Identify every line in the rows below that contains the word "nightstand", and copy each of those lines in full.

Point labeling dataset excerpts:
◇ ◇ ◇ ◇ ◇

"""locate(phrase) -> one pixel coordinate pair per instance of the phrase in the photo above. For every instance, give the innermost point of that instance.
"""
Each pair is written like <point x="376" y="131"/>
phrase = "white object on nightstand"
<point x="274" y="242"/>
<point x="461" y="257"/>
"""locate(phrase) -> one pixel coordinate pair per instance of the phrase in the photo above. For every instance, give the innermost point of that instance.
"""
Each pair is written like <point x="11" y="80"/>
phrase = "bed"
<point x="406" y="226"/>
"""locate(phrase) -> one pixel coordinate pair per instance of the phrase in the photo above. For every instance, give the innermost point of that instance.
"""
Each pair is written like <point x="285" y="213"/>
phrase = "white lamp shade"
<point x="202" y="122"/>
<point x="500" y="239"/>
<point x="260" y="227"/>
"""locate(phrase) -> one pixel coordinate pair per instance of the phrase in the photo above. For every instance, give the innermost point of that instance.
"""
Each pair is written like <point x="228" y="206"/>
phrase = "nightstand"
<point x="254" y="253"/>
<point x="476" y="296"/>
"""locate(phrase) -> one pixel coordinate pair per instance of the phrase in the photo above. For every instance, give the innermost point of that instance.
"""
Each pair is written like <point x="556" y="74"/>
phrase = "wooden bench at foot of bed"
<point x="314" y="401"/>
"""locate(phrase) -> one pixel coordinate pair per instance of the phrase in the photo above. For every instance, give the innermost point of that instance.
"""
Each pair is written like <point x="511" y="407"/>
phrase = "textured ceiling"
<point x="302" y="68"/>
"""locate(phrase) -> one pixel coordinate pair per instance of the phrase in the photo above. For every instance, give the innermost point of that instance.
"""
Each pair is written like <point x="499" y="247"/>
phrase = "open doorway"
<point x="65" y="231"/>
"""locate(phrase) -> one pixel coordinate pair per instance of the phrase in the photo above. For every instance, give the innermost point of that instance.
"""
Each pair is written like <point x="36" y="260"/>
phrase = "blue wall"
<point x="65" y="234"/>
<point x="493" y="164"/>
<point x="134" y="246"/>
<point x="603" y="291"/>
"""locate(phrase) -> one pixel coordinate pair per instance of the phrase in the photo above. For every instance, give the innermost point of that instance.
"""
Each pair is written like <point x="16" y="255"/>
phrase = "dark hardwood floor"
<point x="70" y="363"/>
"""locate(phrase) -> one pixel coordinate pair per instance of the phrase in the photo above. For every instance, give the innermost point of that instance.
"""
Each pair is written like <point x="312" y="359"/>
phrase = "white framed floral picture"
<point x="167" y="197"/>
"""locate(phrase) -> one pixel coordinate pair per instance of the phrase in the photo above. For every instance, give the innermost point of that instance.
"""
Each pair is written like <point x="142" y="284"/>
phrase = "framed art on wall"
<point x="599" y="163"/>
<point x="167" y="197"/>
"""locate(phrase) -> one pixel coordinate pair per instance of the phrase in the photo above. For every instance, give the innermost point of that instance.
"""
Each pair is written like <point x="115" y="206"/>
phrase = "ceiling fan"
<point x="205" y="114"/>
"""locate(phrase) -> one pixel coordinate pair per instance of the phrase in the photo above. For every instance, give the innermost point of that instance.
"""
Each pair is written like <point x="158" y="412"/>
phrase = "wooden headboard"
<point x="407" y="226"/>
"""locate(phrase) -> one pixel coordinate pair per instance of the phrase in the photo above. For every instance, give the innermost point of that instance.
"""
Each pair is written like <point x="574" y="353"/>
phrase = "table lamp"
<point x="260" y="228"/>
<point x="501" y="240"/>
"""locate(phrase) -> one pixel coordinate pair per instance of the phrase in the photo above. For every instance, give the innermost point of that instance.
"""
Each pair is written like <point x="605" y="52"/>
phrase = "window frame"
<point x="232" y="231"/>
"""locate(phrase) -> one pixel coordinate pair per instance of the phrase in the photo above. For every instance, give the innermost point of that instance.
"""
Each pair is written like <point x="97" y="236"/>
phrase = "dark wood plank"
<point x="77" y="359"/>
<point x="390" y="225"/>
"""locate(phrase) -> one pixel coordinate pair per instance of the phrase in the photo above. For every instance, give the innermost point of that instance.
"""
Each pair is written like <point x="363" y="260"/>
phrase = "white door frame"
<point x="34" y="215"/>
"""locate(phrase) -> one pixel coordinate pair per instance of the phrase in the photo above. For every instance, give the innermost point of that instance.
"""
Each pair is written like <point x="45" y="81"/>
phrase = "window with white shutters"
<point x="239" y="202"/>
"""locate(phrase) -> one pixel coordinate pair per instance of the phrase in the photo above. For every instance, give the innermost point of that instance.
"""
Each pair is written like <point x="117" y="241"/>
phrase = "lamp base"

◇ ◇ ◇ ◇ ◇

→ **Output of the task**:
phrase = "white object on nightstand"
phrase = "nightstand"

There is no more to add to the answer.